Exercise directions:
Every entry below is to be copied exactly, with nothing left out.
━━━ Data listing ━━━
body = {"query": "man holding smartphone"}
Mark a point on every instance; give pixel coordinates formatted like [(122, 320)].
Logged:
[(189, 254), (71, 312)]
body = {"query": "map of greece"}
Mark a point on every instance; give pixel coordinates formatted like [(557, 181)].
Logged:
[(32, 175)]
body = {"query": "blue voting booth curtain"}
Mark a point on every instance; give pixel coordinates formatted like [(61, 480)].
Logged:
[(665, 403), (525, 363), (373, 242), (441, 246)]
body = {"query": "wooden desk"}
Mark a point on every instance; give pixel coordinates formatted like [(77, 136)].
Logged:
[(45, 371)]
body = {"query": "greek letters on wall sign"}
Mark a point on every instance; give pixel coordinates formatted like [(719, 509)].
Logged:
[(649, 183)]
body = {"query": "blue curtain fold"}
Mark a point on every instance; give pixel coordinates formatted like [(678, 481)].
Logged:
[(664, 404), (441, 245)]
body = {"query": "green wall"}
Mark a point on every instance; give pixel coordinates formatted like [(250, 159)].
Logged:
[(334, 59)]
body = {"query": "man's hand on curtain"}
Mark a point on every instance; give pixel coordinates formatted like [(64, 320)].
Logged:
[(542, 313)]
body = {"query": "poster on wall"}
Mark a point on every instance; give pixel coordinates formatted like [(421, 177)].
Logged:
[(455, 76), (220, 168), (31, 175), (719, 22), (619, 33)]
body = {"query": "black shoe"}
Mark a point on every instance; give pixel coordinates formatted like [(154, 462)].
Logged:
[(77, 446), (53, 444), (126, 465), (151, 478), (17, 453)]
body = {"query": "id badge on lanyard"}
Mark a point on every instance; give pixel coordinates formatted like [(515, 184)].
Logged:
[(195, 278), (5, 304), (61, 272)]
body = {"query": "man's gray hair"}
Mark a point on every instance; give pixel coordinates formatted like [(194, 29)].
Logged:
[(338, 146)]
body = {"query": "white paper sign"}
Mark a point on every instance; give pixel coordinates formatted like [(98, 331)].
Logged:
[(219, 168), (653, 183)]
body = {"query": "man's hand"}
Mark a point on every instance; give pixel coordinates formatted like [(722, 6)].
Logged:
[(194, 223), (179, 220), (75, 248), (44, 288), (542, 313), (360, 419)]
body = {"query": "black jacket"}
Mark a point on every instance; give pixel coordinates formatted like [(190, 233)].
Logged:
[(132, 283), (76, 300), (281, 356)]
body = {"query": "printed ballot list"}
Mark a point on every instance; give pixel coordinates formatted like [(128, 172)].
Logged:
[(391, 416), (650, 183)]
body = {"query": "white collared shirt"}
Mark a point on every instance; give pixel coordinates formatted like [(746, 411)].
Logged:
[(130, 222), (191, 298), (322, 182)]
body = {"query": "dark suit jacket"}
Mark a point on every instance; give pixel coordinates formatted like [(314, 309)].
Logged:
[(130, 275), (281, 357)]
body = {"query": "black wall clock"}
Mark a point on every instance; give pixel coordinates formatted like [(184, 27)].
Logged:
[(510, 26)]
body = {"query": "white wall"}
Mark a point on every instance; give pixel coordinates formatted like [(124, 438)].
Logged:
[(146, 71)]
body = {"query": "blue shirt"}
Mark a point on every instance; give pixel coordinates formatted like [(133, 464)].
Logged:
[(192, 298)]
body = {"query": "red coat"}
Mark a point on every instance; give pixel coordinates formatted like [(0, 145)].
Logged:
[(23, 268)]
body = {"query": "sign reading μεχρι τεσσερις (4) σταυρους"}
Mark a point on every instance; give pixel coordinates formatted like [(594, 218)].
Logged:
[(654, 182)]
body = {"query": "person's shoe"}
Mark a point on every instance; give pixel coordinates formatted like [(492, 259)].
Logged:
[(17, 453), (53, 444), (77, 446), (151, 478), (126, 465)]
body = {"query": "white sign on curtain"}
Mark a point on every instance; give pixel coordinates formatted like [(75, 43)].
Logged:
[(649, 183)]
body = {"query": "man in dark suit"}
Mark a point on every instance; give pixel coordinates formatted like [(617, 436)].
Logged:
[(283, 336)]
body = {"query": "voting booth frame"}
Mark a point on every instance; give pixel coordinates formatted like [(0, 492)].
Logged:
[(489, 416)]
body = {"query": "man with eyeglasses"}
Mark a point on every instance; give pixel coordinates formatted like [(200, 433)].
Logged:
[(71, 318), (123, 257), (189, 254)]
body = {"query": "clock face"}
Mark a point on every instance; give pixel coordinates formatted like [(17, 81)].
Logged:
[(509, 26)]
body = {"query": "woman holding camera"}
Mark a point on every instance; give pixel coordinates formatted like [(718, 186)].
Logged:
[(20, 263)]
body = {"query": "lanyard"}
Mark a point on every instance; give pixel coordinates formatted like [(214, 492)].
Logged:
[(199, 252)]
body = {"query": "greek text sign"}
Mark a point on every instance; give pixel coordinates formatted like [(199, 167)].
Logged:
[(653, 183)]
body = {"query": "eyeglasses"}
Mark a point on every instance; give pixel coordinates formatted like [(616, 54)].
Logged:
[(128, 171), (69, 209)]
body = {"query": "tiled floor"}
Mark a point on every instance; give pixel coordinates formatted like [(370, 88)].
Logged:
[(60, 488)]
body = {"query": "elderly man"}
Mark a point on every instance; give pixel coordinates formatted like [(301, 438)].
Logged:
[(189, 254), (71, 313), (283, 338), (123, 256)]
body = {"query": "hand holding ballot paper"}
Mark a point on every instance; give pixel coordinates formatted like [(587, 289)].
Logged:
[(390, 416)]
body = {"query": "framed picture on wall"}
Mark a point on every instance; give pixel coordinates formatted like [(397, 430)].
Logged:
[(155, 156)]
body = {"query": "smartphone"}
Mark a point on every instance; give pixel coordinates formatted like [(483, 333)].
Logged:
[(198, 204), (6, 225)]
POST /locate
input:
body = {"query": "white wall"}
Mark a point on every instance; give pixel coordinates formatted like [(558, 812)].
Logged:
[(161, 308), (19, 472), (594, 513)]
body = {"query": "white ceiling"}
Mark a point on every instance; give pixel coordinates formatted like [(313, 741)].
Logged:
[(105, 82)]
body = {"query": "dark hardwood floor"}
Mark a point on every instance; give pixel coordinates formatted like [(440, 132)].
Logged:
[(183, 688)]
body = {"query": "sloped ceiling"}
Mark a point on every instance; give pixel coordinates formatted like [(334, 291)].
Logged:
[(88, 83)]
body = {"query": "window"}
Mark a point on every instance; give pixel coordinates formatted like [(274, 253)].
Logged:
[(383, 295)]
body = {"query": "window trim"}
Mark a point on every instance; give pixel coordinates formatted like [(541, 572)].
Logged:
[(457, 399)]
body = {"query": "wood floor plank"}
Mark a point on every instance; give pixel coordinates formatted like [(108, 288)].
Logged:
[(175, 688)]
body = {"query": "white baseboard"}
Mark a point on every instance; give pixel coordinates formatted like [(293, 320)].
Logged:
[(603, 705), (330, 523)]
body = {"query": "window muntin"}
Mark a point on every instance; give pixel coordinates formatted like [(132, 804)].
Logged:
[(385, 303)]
━━━
Written reply:
body = {"query": "man holding smartphone"}
Mark a point on every instance; give pixel coordinates formatted like [(122, 320)].
Logged:
[(189, 254), (71, 312)]
body = {"query": "map of greece"}
Mark a point on every instance; give pixel coordinates formatted like [(557, 181)].
Logged:
[(32, 175)]
body = {"query": "blue voting booth curtain"}
Mark a point on every instance; give pixel coordinates formatted like [(61, 480)].
Logged:
[(665, 403), (525, 363), (373, 242), (441, 246)]
body = {"query": "wooden desk"}
Mark a point on every instance; give pixel coordinates formatted like [(77, 136)].
Logged:
[(45, 371)]
body = {"query": "greek letters on wall sign"}
Mark a point on every instance; give pixel coordinates formatted like [(719, 509)].
Logged:
[(649, 183)]
body = {"query": "blue curtain fold"}
Mark a point on every instance; give pixel coordinates formatted like [(678, 481)].
Logged:
[(664, 404), (441, 245)]
body = {"query": "green wall"}
Mark a point on every instance; give pixel coordinates formatted like [(250, 159)].
Logged:
[(334, 59)]
body = {"query": "man's hand on curtain"}
Mark a point on every instance; give pixel coordinates formatted like [(64, 320)].
Logged:
[(542, 313)]
body = {"query": "poster on wall"}
Mark a point on every instance; give pixel coordinates formatted like [(421, 177)].
Logged:
[(455, 76), (220, 168), (31, 175), (719, 22), (619, 33)]
body = {"query": "black shoe"}
Mark a point on every instance; give pixel coordinates formatted like [(154, 462)].
Logged:
[(77, 446), (53, 444), (126, 465), (151, 478), (17, 453)]
body = {"query": "id badge on lanyard"}
Mark a point on every instance; give pixel coordinates formatted like [(515, 184)].
Logged:
[(195, 278), (5, 304), (61, 272)]
body = {"query": "man's gray hair"}
Mark a point on every instance; give pixel coordinates formatted like [(194, 29)].
Logged:
[(338, 146)]
body = {"query": "white paper sign"}
Mark a point on every instance; give pixel coordinates formatted like [(98, 331)].
Logged:
[(219, 168), (653, 183)]
body = {"query": "man's hand"}
Mark a point on every instance; give pixel coordinates formatted like [(722, 6)].
Logged:
[(194, 223), (179, 220), (75, 248), (44, 288), (542, 313), (360, 419)]
body = {"query": "black jacket"}
Mark a point on every instance; give pixel coordinates formatted like [(190, 233)].
Logged:
[(132, 283), (76, 300), (281, 356)]
body = {"query": "printed ballot list"}
Mark a point on every instance; give pixel coordinates formatted like [(128, 172)].
Logged:
[(391, 416), (650, 183)]
body = {"query": "white collared shirt"}
Mark a point on every instance; give pixel coordinates formatted like [(746, 411)].
Logged:
[(130, 222), (191, 298), (322, 182)]
body = {"query": "dark suit jacket"}
Mark a point on every instance; give pixel coordinates formatted like [(314, 309)].
Logged:
[(130, 275), (281, 357)]
body = {"query": "black wall clock"}
Mark a point on every instance; give pixel coordinates formatted like [(184, 27)].
Logged:
[(510, 26)]
body = {"query": "white wall"}
Mark a point on every instance; give pixel coordinates formatted like [(124, 438)].
Logged:
[(146, 71)]
body = {"query": "blue shirt"}
Mark a point on every instance; give pixel coordinates formatted like [(133, 464)].
Logged:
[(192, 298)]
body = {"query": "red coat"}
Mark a point on every instance; give pixel coordinates formatted like [(0, 145)].
Logged:
[(23, 268)]
body = {"query": "sign reading μεχρι τεσσερις (4) σταυρους"}
Mark a point on every instance; give pixel coordinates formatted like [(594, 218)].
Logged:
[(654, 182)]
body = {"query": "person's shoe"}
Mark a point on every instance; give pixel coordinates formatted like [(492, 259)].
Logged:
[(17, 453), (53, 444), (77, 446), (151, 478), (126, 465)]
body = {"query": "white sign on curtain"}
Mark a point on every instance; give pixel coordinates formatted like [(75, 43)].
Logged:
[(649, 183)]
body = {"query": "man in dark suit"}
Mark a point on every instance; give pixel coordinates formatted like [(617, 436)].
Logged:
[(283, 336)]
body = {"query": "voting booth frame"}
Mark a point on every instance; give pixel coordinates formatted like [(0, 492)].
Logged:
[(489, 416)]
body = {"query": "man with eyeglasses"}
Mark a point on every instance; give pixel coordinates formatted like [(200, 433)].
Logged:
[(71, 318), (123, 257), (189, 254)]
body = {"query": "clock face"}
Mark a point on every instance; give pixel coordinates formatted like [(17, 81)].
Logged:
[(509, 26)]
body = {"query": "woman holding camera"}
Mark a point on every instance; give pixel coordinates formatted like [(718, 186)].
Logged:
[(20, 263)]
body = {"query": "lanyard"}
Mark a point on every instance; give pixel coordinates formatted like [(214, 492)].
Logged:
[(199, 252)]
body = {"query": "greek text sign"}
Mark a point on every instance; give pixel coordinates formatted like [(199, 167)].
Logged:
[(653, 183)]
body = {"query": "eyeglasses"}
Mark a point on every instance; give pixel coordinates formatted like [(616, 54)].
Logged:
[(128, 171), (69, 209)]
body = {"query": "tiled floor"}
Mark a point on every instance; give pixel coordinates formatted like [(370, 88)].
Logged:
[(60, 488)]
body = {"query": "elderly man"}
Mark a point on every instance; give pixel coordinates formatted like [(301, 438)].
Logged:
[(189, 254), (71, 313), (283, 338), (123, 256)]
body = {"query": "hand holding ballot paper"}
Mark a point on every instance; give pixel coordinates formatted like [(587, 289)].
Logged:
[(390, 416)]
body = {"query": "framed picture on wall"}
Mark a point on every instance; give pixel coordinates formatted like [(397, 430)].
Logged:
[(155, 156)]
body = {"query": "smartphone"}
Mark a point on every instance; give pixel coordinates formatted like [(483, 333)].
Logged:
[(198, 204), (6, 225)]
POST /locate
input:
body = {"query": "white wall"}
Mark a point on every instance; give pixel coordinates formatted like [(558, 812)].
Logged:
[(161, 308), (19, 472), (594, 513)]
body = {"query": "white ceiling"}
Mark a point on every instance; give pixel coordinates formatted like [(313, 741)].
Logged:
[(105, 82)]
body = {"query": "dark hardwood floor"}
Mark a point on every instance; give pixel coordinates formatted like [(440, 132)].
Logged:
[(183, 688)]
body = {"query": "sloped ceiling"}
Mark a point on every instance; give pixel coordinates formatted like [(334, 291)].
Logged:
[(88, 83)]
body = {"query": "window"}
Mark a point on every instance; give pixel coordinates formatted like [(274, 253)].
Logged:
[(383, 295)]
body = {"query": "window trim"}
Mark a point on every instance; give pixel coordinates formatted like [(541, 572)].
Logged:
[(457, 399)]
body = {"query": "wood floor plank"}
Mark a point on every instance; give pixel coordinates formatted like [(108, 288)].
Logged:
[(175, 688)]
body = {"query": "white baseboard"}
Mark a point on every instance; give pixel coordinates formatted like [(293, 320)].
Logged:
[(603, 705), (330, 523)]
body = {"query": "window muntin"}
Mark a point on every instance; give pixel coordinates formatted like [(132, 804)].
Logged:
[(385, 303)]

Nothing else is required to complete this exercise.